TRAVAIL DEMANDÉ:
1. Recopiez à l'identique, dans l'extrait du document, le passage qui commence par les mots contenant "Elle retient aussi" et se termine par "l’écran d’un ordinateur.".
2. Répondez aux questions suivantes à partir de l'extrait du document.
(a) Dans quelle ville Sophie Maréchal est-elle volontaire permanente ?
(b) Selon ce qui a été dit, pourquoi le foyer ne pouvait-il pas organiser de visioconférences ?
(c) À quel âge le plus jeune des enfants est-il jugé trop petit pour les conférences téléphoniques ?

Elle retient aussi que “les parents ont développé une grande inventivité pour garder le lien avec leurs enfants, avoir une continuité dans leurs appels. Trois mois, c’est énorme dans la vie d’un enfant de 5 ou 6 ans et cela demande aussi de grandes capacités pour continuer à être parents en visioconférence”. En cas de nouveau confinement, Marie-Line Rannou-Desvignes se dit prête à s’équiper avec masque, charlotte et blouse s’il le faut pour pouvoir poursuivre les échanges avec les parents, sans passer par l’écran d’un ordinateur.
Sophie Maréchal
Volontaire permanente à Noisy-le-Grand, Sophie Maréchal a accompagné pendant le premier confinement plusieurs familles en lien avec les services de l’Aide sociale à l’enfance. Et cette période a été marquée par de “nombreuses batailles contre un déni des droits fondamentaux”. Ainsi, pour une famille dont plusieurs enfants étaient placés en foyer et dans des familles d’accueil, “les visites médiatisées ont été arrêtées brutalement et n’ont pas été remplacées tout de suite par des appels”.
Chaque lieu d’accueil avait une réponse différente, mais la conclusion était la même : aucun lien visuel entre les enfants et leurs parents, alors que c’était une préconisation du ministère de la Santé pour remplacer les visites. “On nous a dit que le foyer n’était pas équipé en ordinateur pour faire des visioconférences, alors que les enfants suivaient bien l’école par Internet. Les familles d’accueil ne voulaient pas montrer leur intérieur ou utiliser leur téléphone personnel, donc ce n’était pas possible de mettre en place un appel direct entre les enfants et leurs parents” , détaille-t-elle.
Avec acharnement, Sophie Maréchal soutient les parents pour obtenir une conférence téléphonique, en présence d’un éducateur et d’un psychologue. L’expérience fonctionne et les professionnels accordent ensuite régulièrement ce type d’échange. Sauf pour le plus jeune des enfants, qui, à deux ans, est jugé trop petit pour cela. Pendant tout le confinement, les parents ne reçoivent donc que des photos de la part des éducateurs et l’enfant n’a aucun contact avec eux. “Cela questionne beaucoup la notion de la qualité du lien maintenu avec lui, d’autant plus dans une fratrie éclatée. Il n’a revu ses frères qu’en septembre et ne les a pas reconnus, ce qui a bouleversé l’aîné.”

DONNÉES FOURNIES:

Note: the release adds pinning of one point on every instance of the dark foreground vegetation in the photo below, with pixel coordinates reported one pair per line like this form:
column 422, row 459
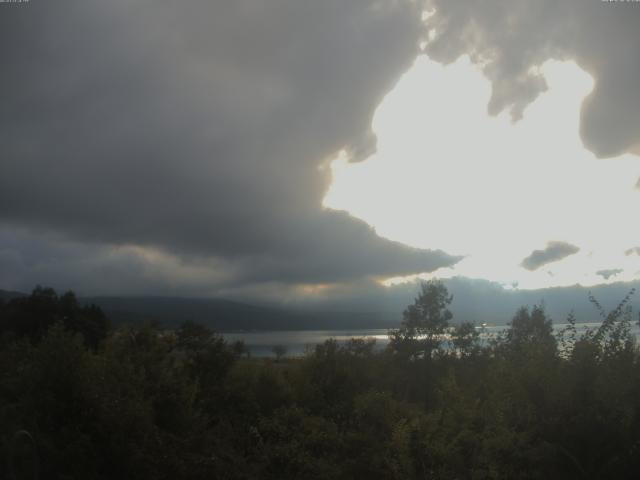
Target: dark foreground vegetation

* * *

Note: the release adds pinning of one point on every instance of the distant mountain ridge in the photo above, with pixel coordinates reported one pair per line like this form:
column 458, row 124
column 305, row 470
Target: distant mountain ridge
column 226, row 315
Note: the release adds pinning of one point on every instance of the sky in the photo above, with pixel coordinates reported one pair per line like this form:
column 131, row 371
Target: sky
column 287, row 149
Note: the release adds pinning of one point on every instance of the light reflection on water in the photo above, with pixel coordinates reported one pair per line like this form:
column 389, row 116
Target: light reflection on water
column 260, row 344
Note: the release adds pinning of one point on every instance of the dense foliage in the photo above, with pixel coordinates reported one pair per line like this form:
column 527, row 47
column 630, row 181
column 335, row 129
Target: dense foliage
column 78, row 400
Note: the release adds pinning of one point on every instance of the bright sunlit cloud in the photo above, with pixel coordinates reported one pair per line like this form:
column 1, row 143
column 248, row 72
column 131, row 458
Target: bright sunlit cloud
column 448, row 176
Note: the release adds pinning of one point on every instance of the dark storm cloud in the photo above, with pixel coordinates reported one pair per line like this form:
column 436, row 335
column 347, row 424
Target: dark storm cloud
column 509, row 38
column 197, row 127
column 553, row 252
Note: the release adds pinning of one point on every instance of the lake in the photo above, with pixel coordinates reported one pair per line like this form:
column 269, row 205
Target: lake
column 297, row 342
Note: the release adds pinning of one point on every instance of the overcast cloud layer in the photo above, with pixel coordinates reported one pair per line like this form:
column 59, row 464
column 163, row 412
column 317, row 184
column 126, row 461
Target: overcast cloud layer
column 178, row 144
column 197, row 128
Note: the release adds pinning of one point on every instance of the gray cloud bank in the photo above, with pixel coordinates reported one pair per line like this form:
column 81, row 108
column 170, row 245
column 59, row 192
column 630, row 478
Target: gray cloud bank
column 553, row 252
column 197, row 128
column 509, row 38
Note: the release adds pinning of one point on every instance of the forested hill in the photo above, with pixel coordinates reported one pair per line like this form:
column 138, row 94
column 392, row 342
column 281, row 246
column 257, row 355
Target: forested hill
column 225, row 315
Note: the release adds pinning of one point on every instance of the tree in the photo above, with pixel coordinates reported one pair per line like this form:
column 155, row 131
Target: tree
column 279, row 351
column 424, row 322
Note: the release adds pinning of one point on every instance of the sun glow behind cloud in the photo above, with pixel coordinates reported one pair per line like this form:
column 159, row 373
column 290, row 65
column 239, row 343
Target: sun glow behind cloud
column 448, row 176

---

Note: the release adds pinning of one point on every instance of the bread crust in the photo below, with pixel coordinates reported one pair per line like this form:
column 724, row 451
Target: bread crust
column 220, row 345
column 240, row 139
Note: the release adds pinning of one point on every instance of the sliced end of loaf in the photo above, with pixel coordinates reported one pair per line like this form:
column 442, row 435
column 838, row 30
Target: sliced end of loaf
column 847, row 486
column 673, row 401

CORRIGÉ DE L'EXERCICE:
1.
Elle retient aussi que “les parents ont développé une grande inventivité pour garder le lien avec leurs enfants, avoir une continuité dans leurs appels. Trois mois, c’est énorme dans la vie d’un enfant de 5 ou 6 ans et cela demande aussi de grandes capacités pour continuer à être parents en visioconférence”. En cas de nouveau confinement, Marie-Line Rannou-Desvignes se dit prête à s’équiper avec masque, charlotte et blouse s’il le faut pour pouvoir poursuivre les échanges avec les parents, sans passer par l’écran d’un ordinateur.

2.
(a) À Noisy-le-Grand.
(b) Le foyer n'était pas équipé en ordinateur.
(c) À deux ans.